En el próximo lunes se cumplirá el quinto aniversario del fallecimiento de la alavesa Valeriana Barajuen. Seguro que son pocas las personas que la recuerdan por ese nombre, pues todo el mundo conocía a aquella anciana, de ciento cinco años de edad, como sor Teresita. Su historia saltó a los periódicos cuando se descubrió, durante la visita del papa Benedicto XVI a España en 2011, que llevaba nada más y nada menos que 84 años enclaustrada en el mismo monasterio, lo que suponía un récord mundial que difícilmente podrá ser superado.
Nació el 16 de septiembre de 1907 en el pueblo de Foronda y allí transcurrieron los primeros años de su vida. Tuvo la suerte, pues no todos los niños tenían esa oportunidad, de estudiar en las escuelas del pueblo hasta los doce años, momento en el que decidió comenzar a trabajar para colaborar en la economía familiar. Como cualquier otra joven, una vez finalizaba sus obligaciones como criada, intentaba disfrutar de la vida, incluso, coqueteaba con tres muchachos del pueblo que la rondaban.
Pero todo cambió el día de su decimonoveno cumpleaños. Tras una discusión con su madre, su padre le planteó la posibilidad de ingresar en un convento consciente de que allí podría encontrar una vida mejor que la que el campo podría ofrecerle. Lo meditó durante un tiempo, y, finalmente, según sus propias palabras, le hizo una propuesta a Dios. “Si tú me das la vocación, yo te digo que sí”.
Es evidente que la vocación llegó, por lo que, tras pedir consejo a un sacerdote jesuita, optó por ingresar como novicia en el convento cisterciense de Buenafuente del Sistal, en Guadalajara. La elección vino dada por que, según ella misma decía, “sentía que me tenía que alejar de Álava. No porque tuviese problemas con la familia, sino porque con lo distraída que soy, lo que me faltaba era haberles tenido cerca. No sé qué hubiera sido de mi vida de oración con tanta distracción.”

——

▶ [Tarea planteada 1] Enumera todos los nombres de lugares que aparecen en el texto sobre sor Teresita.

[Registros de una colección]
——

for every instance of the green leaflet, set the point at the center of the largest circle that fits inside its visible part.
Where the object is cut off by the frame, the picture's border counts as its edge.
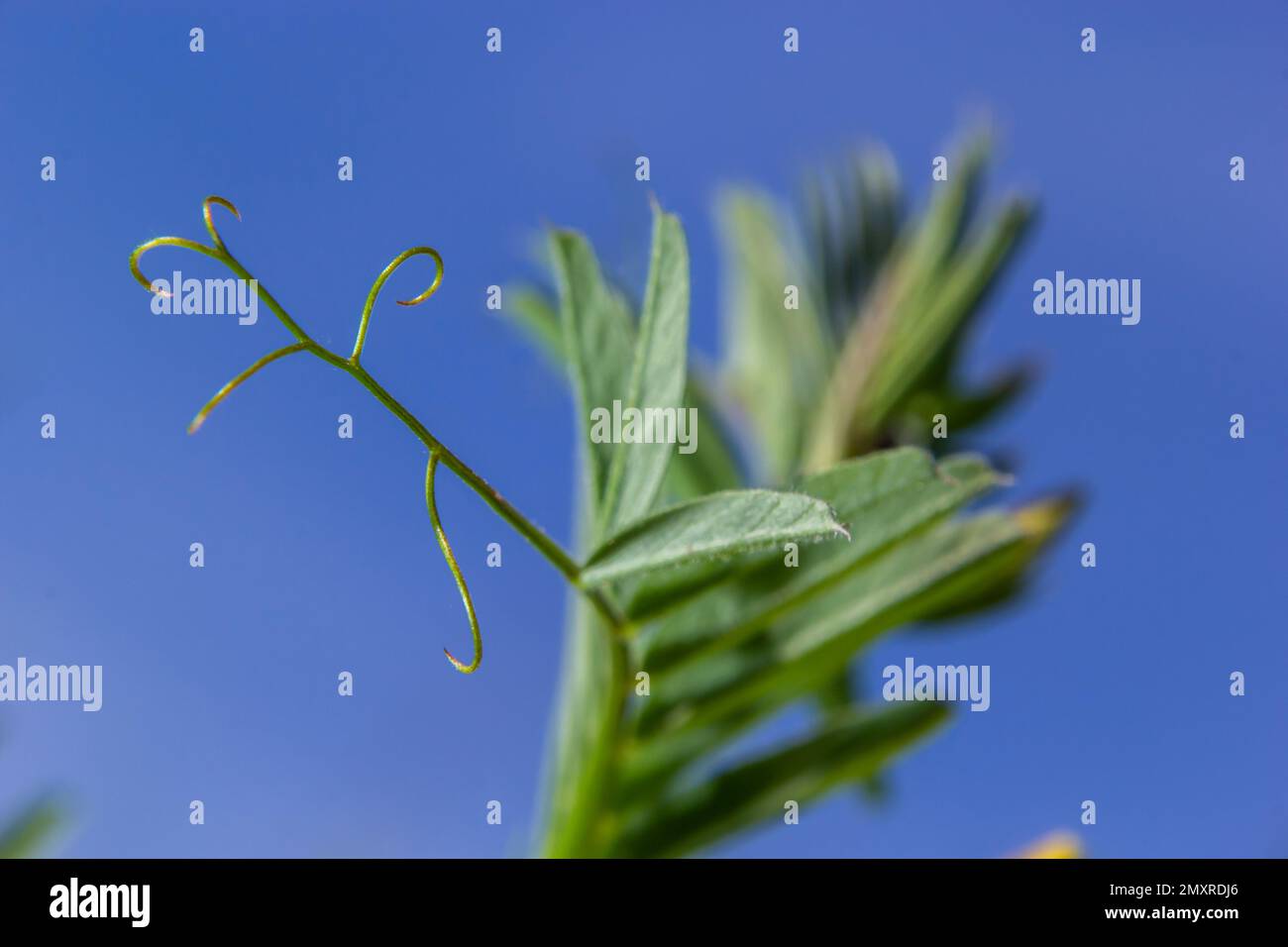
(585, 729)
(791, 659)
(778, 357)
(657, 376)
(597, 343)
(713, 526)
(848, 749)
(881, 497)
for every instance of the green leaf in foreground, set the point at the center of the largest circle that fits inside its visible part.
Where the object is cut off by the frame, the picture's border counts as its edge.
(715, 526)
(657, 376)
(848, 749)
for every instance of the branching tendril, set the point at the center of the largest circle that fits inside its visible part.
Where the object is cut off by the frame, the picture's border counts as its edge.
(380, 282)
(456, 573)
(351, 365)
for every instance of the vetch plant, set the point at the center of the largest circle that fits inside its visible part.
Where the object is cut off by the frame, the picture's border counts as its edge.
(711, 598)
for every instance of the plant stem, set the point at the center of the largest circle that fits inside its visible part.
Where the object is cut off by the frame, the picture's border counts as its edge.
(552, 551)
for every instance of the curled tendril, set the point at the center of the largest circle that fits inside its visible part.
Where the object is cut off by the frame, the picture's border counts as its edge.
(351, 365)
(456, 571)
(218, 252)
(166, 241)
(380, 282)
(228, 389)
(210, 222)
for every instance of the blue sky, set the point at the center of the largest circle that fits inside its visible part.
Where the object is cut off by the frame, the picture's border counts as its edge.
(1108, 684)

——

▶ [Tarea planteada 2] Por favor, devuelve sin cambios las líneas de los registros: empieza en la línea que contiene "for every instance of the curled" y termina en la última línea de los registros, ambas incluidas.

▶ [Respuesta desarrollada 1] España, Foronda, Buenafuente del Sistal, Guadalajara, Álava

▶ [Respuesta desarrollada 2]
for every instance of the curled tendril, set the point at the center of the largest circle that fits inside its visible part.
Where the object is cut off by the frame, the picture's border counts as its edge.
(351, 365)
(456, 571)
(218, 252)
(166, 241)
(380, 282)
(228, 389)
(210, 222)
for every instance of the blue sky, set the point at the center of the largest circle that fits inside its visible part.
Where the object is cut off by the frame, the picture's border counts as its edge.
(1108, 684)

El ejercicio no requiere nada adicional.